EXERCISE TASK
List every line in the records that contains the string "thorax", matching case exactly.

DATA FOR THE TASK
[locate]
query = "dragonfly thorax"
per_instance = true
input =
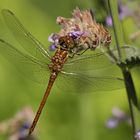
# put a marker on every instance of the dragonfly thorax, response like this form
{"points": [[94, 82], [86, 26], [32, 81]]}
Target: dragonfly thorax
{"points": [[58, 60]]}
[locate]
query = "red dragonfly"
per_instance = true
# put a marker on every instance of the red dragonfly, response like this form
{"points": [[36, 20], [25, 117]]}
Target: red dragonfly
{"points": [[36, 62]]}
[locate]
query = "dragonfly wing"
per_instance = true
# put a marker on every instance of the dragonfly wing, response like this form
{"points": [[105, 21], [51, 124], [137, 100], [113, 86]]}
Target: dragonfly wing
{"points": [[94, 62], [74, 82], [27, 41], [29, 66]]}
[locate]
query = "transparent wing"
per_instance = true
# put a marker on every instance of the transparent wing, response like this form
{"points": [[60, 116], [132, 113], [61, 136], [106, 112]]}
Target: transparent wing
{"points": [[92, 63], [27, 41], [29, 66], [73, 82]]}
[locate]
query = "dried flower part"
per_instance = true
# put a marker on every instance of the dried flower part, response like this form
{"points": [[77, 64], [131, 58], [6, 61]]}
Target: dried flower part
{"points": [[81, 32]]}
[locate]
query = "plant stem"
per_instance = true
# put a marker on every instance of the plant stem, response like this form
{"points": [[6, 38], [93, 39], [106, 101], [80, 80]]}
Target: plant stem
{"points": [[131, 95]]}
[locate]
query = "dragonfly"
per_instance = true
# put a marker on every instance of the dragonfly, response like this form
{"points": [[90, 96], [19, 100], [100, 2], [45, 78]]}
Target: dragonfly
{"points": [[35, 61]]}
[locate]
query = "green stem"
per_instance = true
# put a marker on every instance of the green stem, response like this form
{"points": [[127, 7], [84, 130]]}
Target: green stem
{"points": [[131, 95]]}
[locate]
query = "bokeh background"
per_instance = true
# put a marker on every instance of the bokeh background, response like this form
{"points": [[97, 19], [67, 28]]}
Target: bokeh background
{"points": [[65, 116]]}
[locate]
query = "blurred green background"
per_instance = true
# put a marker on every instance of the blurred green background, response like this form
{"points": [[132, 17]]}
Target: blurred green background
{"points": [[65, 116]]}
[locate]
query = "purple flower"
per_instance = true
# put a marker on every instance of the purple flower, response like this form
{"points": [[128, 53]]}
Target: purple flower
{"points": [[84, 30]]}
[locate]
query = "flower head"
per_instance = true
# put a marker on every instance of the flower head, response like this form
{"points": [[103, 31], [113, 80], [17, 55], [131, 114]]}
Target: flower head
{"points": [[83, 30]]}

...

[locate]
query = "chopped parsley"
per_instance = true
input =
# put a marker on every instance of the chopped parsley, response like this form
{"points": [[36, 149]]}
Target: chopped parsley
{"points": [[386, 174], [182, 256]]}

WRITTEN SOLUTION
query = "dragonfly thorax"
# put a marker on every instance of the dragonfly thorax, response like this form
Target: dragonfly thorax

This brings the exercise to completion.